Copy every line below verbatim, character for character, but leave out the pictures.

Boundary annotation records
□ □ □ □ □ □ □

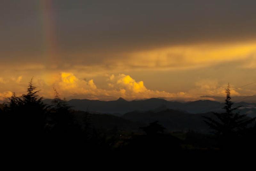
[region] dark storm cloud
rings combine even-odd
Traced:
[[[255,1],[44,1],[52,4],[52,15],[44,16],[52,18],[56,48],[63,52],[113,54],[256,37]],[[2,54],[28,56],[45,50],[42,17],[49,11],[43,1],[1,1]]]

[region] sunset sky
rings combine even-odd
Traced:
[[[256,94],[256,1],[1,0],[0,100]]]

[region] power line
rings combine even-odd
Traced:
[[[252,83],[249,83],[249,84],[245,84],[245,85],[244,85],[243,86],[240,86],[240,87],[236,87],[236,88],[233,89],[233,90],[237,90],[237,89],[238,89],[239,88],[243,88],[243,87],[245,87],[246,86],[249,86],[249,85],[251,85],[253,84],[255,84],[255,83],[256,83],[256,81],[255,81],[255,82],[253,82]],[[223,88],[224,88],[224,87],[223,87]],[[219,94],[223,94],[223,93],[225,93],[225,92],[221,92],[221,93],[218,93],[218,94],[217,94],[215,95],[219,95]],[[254,95],[253,95],[253,96],[254,96]]]

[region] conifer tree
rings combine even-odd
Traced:
[[[255,120],[255,118],[251,118],[246,114],[240,114],[236,111],[241,107],[233,108],[234,103],[231,101],[230,86],[228,84],[226,89],[225,106],[223,108],[224,112],[214,113],[217,119],[204,116],[204,121],[213,130],[218,137],[221,145],[226,148],[233,144],[235,139],[242,136],[246,130],[248,125]],[[233,141],[233,142],[232,142]]]

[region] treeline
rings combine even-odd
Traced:
[[[31,79],[26,94],[19,97],[14,94],[0,108],[3,150],[59,155],[114,152],[218,154],[255,149],[255,118],[235,112],[238,108],[232,108],[229,86],[225,112],[214,113],[214,118],[204,117],[212,130],[208,135],[193,131],[167,132],[156,121],[135,132],[122,131],[115,126],[108,130],[99,129],[92,124],[94,115],[74,110],[54,91],[52,104],[46,105]],[[104,118],[107,118],[100,117],[98,123],[106,122],[101,120]]]
[[[14,94],[4,104],[0,109],[4,149],[51,153],[112,150],[117,130],[110,134],[95,129],[86,112],[78,122],[76,111],[54,91],[52,104],[47,105],[31,79],[26,94]]]

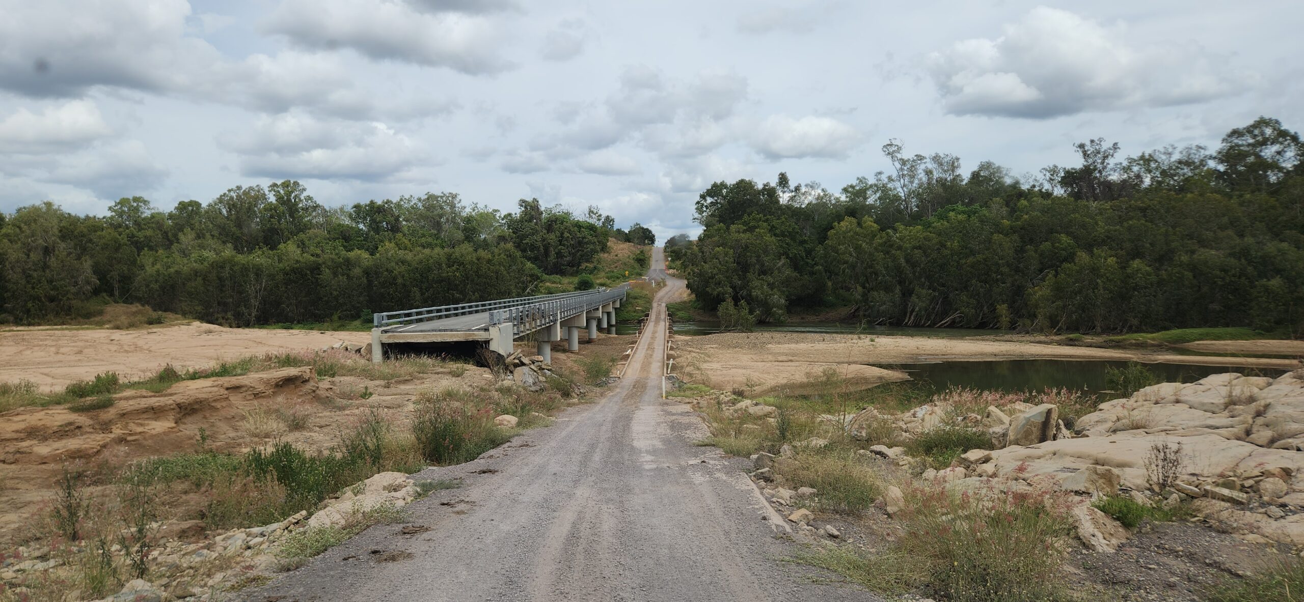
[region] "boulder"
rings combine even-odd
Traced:
[[[905,494],[901,493],[901,487],[889,485],[887,491],[883,493],[883,509],[888,512],[888,516],[896,516],[904,508]]]
[[[1009,426],[1009,416],[1005,416],[1000,408],[995,405],[988,405],[987,412],[982,417],[982,425],[991,427],[1007,427]]]
[[[1218,487],[1214,485],[1205,485],[1201,487],[1206,498],[1217,499],[1219,502],[1227,502],[1230,504],[1247,504],[1249,503],[1249,496],[1227,487]]]
[[[905,457],[904,447],[870,446],[870,453],[888,460],[901,460]]]
[[[133,579],[111,599],[113,602],[162,602],[163,590],[143,579]]]
[[[961,464],[966,466],[973,466],[975,464],[983,464],[991,461],[991,451],[988,450],[969,450],[960,455]]]
[[[1042,404],[1011,418],[1007,444],[1026,447],[1054,439],[1058,417],[1055,404]]]
[[[798,508],[795,512],[788,515],[788,520],[793,523],[810,523],[814,519],[815,515],[812,515],[811,511],[806,508]]]
[[[1074,507],[1072,516],[1078,539],[1091,551],[1112,552],[1128,538],[1128,530],[1119,521],[1089,504]]]
[[[1278,499],[1290,493],[1290,487],[1286,486],[1286,482],[1277,477],[1269,477],[1260,481],[1254,485],[1254,490],[1258,491],[1258,495],[1264,499]]]
[[[528,391],[544,390],[544,379],[540,378],[539,373],[532,370],[529,366],[516,367],[515,370],[511,371],[511,378],[512,380],[516,380],[516,384],[526,387],[526,390]]]
[[[759,405],[758,404],[758,405],[752,405],[751,408],[747,408],[747,413],[751,414],[751,416],[775,416],[777,412],[778,412],[778,408],[775,408],[773,405]]]
[[[1119,473],[1108,466],[1085,466],[1060,482],[1067,491],[1091,494],[1091,496],[1115,495],[1119,493]]]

□ □ □ □ □ □ □

RESPONSE TO THE EXERCISE
[region] dark storm cloud
rings combine even-odd
Traced:
[[[255,1],[44,1],[52,4],[52,15],[44,16],[52,18],[56,48],[63,52],[113,54],[256,37]],[[2,54],[28,56],[45,50],[42,17],[49,11],[43,1],[1,1]]]

[region] sunset sky
rings combine even-odd
Traced:
[[[256,94],[256,1],[1,0],[0,100]]]

[region] power line
rings combine even-odd
Traced:
[[[252,83],[249,83],[249,84],[245,84],[245,85],[244,85],[243,86],[240,86],[240,87],[236,87],[236,88],[233,89],[233,90],[237,90],[237,89],[238,89],[239,88],[243,88],[243,87],[245,87],[246,86],[249,86],[249,85],[251,85],[253,84],[255,84],[255,83],[256,83],[256,81],[255,81],[255,82],[253,82]],[[223,88],[224,88],[224,87],[223,87]],[[219,94],[223,94],[223,93],[225,93],[225,92],[221,92],[221,93],[218,93],[218,94],[217,94],[215,95],[219,95]],[[254,95],[253,95],[253,96],[254,96]]]

[region] conifer tree
rings combine even-odd
Traced:
[[[255,120],[255,118],[251,118],[246,114],[240,114],[236,111],[241,107],[233,108],[234,103],[231,101],[230,86],[228,84],[226,89],[225,106],[223,108],[224,112],[214,113],[217,119],[204,116],[204,121],[213,130],[218,137],[221,145],[226,148],[233,144],[235,139],[242,136],[246,130],[248,125]],[[233,141],[233,142],[232,142]]]

[region] treeline
rings combine even-odd
Traced:
[[[31,79],[26,94],[19,97],[14,94],[0,108],[3,150],[59,155],[114,152],[218,154],[255,149],[255,118],[235,112],[238,108],[232,108],[229,86],[225,112],[214,113],[214,118],[204,117],[212,130],[208,135],[193,131],[167,132],[156,121],[135,132],[122,131],[115,126],[108,130],[99,129],[92,124],[94,115],[74,110],[54,91],[52,104],[46,105]],[[104,118],[107,118],[100,117],[98,123],[106,122],[101,120]]]
[[[14,94],[4,104],[0,109],[4,149],[51,153],[112,150],[117,130],[110,134],[95,129],[86,112],[78,122],[76,111],[54,91],[52,104],[47,105],[31,79],[26,94]]]

[region] "boulder"
rings combine even-odd
Traced:
[[[905,494],[901,493],[901,487],[889,485],[887,491],[883,493],[883,509],[888,512],[888,516],[896,516],[904,508]]]
[[[1009,426],[1009,416],[1005,416],[1000,408],[995,405],[988,405],[987,412],[982,417],[982,425],[991,427],[1007,427]]]
[[[1218,487],[1214,485],[1205,485],[1201,487],[1206,498],[1217,499],[1219,502],[1227,502],[1230,504],[1247,504],[1249,503],[1249,496],[1227,487]]]
[[[905,457],[904,447],[870,446],[870,453],[888,460],[901,460]]]
[[[133,579],[111,599],[113,602],[162,602],[163,590],[143,579]]]
[[[961,464],[966,466],[973,466],[975,464],[983,464],[991,461],[991,451],[988,450],[969,450],[960,455]]]
[[[1042,404],[1011,418],[1007,444],[1026,447],[1054,439],[1058,417],[1055,404]]]
[[[798,508],[795,512],[788,515],[788,520],[793,523],[810,523],[814,519],[815,515],[812,515],[811,511],[806,508]]]
[[[1074,507],[1072,516],[1078,539],[1091,551],[1112,552],[1128,538],[1128,530],[1119,521],[1089,504]]]
[[[1278,499],[1290,493],[1290,487],[1286,486],[1286,482],[1277,477],[1269,477],[1260,481],[1254,485],[1254,490],[1258,491],[1258,495],[1264,499]]]
[[[528,391],[544,390],[544,379],[540,378],[539,373],[532,370],[529,366],[516,367],[515,370],[511,371],[511,378],[512,380],[516,380],[516,384],[526,387],[526,390]]]
[[[759,405],[758,404],[758,405],[752,405],[751,408],[747,408],[747,413],[751,414],[751,416],[775,416],[777,412],[778,412],[778,408],[775,408],[773,405]]]
[[[1119,473],[1108,466],[1085,466],[1060,482],[1067,491],[1091,494],[1091,496],[1115,495],[1119,493]]]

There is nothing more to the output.